“Classic comedy is a treasured part of our uniquely American heritage and the legacy of humanity itself.
It needs to be kept alive and vibrant for us to enjoy anew, while being preserved and passed down as a gift for future generations of scholars, performers – and, most importantly, for just plain folks who love to laugh.”
A dedicated comedy historian, Wayne has assisted with several books, including Chris Costello’s delightful recollections of her comedian father, Lou Costello, of Abbott & Costello. (“Lou’s On First“; 1981, St. Martin’s Press). Happily, it’s available again in print and Kindle editions HERE.
Powers is an avid aficionado and collector/archivist of classic comedy – from burlesque to vaudeville to radio and the golden age of TV – and from early talkies to silent film comedies.
Wayne’s insight and commentary of the subject of comedy is sought after internationally. (Click HERE to watch his Canadian TV news interview regarding the demise of MAD Magazine.)
Powers has always held a special fondness for the uniquely talented silent comedy great, Harry Langdon, and was a major contributor of material to William Schelly’s groundbreaking book, “Harry Langdon,” (1982, Scarecrow Press).

━━━━━━━━

> _Exercise set_:
- A) Write out the passage of the Wayne Powers profile from "Powers is an" up to and including "of MAD Magazine.)".
- B) Summarize the Wayne Powers profile in two sentences.
- C) Proceed with the Wayne Powers profile from the point where it stops.
The listing after this text comes from a separate source.

━━━━━━━━

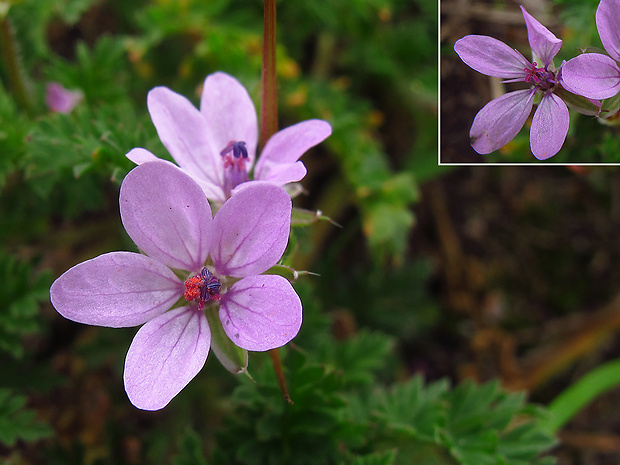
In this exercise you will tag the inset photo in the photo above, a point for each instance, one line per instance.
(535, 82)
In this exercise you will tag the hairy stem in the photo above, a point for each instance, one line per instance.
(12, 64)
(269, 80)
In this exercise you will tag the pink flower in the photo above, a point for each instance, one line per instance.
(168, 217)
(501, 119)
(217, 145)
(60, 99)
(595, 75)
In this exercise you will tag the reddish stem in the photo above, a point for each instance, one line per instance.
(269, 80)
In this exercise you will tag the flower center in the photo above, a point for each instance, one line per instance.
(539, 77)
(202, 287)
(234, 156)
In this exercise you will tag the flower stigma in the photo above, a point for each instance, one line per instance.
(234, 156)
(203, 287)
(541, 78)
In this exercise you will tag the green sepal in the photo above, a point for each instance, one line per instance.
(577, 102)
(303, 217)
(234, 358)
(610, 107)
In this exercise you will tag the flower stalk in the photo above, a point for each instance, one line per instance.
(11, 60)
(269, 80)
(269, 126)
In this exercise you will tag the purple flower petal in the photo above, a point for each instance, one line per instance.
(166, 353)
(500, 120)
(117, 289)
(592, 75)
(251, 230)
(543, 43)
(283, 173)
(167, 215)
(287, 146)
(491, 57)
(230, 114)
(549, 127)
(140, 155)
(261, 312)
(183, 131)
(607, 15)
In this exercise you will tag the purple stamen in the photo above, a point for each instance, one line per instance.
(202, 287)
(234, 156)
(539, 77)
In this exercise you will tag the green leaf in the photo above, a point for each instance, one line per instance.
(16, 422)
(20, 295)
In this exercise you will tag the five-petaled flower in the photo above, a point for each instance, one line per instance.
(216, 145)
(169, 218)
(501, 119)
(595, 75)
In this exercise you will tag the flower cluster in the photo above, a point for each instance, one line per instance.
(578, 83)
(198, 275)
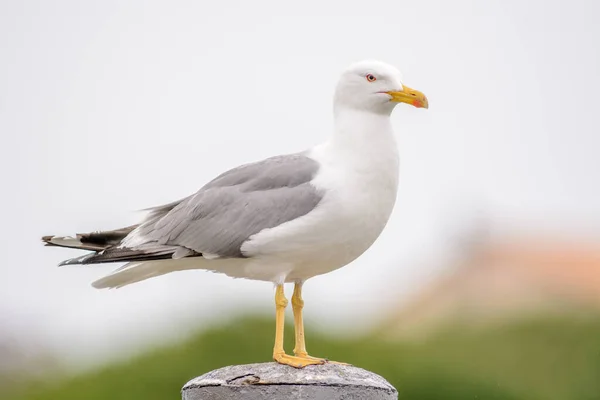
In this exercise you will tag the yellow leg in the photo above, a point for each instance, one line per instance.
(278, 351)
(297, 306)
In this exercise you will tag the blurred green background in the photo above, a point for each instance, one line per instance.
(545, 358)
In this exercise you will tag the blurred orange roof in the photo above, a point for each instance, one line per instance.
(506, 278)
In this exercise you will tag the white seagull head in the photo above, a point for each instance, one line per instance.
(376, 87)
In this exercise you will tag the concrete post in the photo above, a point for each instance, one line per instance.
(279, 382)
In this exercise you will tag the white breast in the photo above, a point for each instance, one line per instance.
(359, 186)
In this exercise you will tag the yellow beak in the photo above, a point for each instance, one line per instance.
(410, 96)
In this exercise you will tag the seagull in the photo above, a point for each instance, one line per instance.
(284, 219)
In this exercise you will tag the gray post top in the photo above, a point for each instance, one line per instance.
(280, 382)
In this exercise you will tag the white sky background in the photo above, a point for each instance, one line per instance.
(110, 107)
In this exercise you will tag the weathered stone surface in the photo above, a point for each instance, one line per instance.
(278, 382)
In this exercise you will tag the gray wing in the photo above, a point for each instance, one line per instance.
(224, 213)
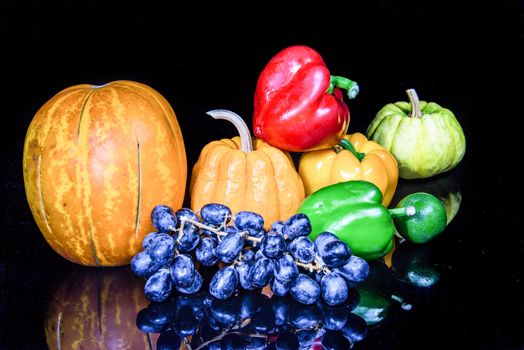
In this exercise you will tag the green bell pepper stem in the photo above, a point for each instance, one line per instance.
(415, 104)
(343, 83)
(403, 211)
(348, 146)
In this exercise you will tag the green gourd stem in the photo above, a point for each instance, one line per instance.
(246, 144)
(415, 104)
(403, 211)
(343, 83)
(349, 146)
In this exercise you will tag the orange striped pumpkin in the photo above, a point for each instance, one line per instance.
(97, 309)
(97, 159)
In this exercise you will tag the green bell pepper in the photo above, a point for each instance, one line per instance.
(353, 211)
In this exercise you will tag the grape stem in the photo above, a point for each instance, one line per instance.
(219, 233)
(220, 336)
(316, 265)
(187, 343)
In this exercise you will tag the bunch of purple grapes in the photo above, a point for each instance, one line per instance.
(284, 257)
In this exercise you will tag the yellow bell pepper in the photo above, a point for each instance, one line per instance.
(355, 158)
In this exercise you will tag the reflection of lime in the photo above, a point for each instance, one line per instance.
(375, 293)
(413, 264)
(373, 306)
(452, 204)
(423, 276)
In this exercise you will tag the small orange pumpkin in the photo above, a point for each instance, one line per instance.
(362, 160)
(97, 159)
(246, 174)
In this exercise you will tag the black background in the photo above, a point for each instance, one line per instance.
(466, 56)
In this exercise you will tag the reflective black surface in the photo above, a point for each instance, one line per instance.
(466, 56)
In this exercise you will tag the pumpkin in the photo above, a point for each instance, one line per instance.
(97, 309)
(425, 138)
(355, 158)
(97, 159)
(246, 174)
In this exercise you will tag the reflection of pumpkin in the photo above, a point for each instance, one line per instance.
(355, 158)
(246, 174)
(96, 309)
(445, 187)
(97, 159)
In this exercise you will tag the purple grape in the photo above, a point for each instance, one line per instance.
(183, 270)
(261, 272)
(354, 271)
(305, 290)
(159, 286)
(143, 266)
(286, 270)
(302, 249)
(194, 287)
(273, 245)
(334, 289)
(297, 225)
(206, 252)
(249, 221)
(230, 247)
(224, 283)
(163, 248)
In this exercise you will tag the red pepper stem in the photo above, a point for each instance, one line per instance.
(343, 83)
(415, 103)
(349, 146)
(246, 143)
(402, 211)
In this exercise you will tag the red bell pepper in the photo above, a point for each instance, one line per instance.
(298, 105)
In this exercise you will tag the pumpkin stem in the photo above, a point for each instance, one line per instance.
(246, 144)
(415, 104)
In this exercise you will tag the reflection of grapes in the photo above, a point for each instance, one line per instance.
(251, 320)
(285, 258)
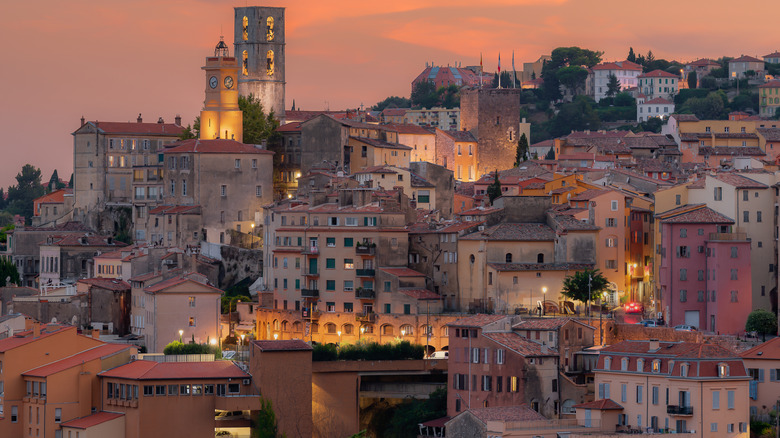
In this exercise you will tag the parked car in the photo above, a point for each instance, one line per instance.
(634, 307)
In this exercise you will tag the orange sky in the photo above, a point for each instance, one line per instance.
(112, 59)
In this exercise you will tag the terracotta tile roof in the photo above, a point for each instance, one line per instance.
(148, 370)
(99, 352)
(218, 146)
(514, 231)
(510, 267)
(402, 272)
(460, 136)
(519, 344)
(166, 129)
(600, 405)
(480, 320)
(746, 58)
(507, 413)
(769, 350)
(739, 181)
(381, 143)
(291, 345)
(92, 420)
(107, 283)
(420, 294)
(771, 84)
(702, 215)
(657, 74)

━━━━━━━━

> _Task-by-task answers_:
- A)
Powers is an avid aficionado and collector/archivist of classic comedy – from burlesque to vaudeville to radio and the golden age of TV – and from early talkies to silent film comedies.
Wayne’s insight and commentary of the subject of comedy is sought after internationally. (Click HERE to watch his Canadian TV news interview regarding the demise of MAD Magazine.)

- B) Wayne Powers is a comedy historian and a collector and archivist of classic comedy, from burlesque, vaudeville, radio and the golden age of TV to early talkies and silent films, and he holds that classic comedy should be kept alive and preserved for future generations. He assisted with books including Chris Costello's "Lou's On First" and was a major contributor of material to William Schelly's "Harry Langdon," and his commentary on comedy is sought after internationally.

- C)
Now revised, expanded, and reprinted with many additional photographs from Wayne’s personal collection, Harry Langdon: His Life and Films, (2008, McFarland).
All-Day Entertainment has produced a fabulous, long-overdue four-disc DVD set, HARRY LANGDON: LOST AND FOUND, for which Wayne provided some original film source material, recorded commentaries on two of the films, and was one of several film historians who penned insightful essays for the DVD booklet.
“Find someone younger than yourself and sit down with them to watch a classic Laurel & Hardy comedy. Share the joy and laughter. Unless you’re too busy curing cancer or establishing peace in the Middle East, you can’t be doing much that’s more important or helpful to humankind.”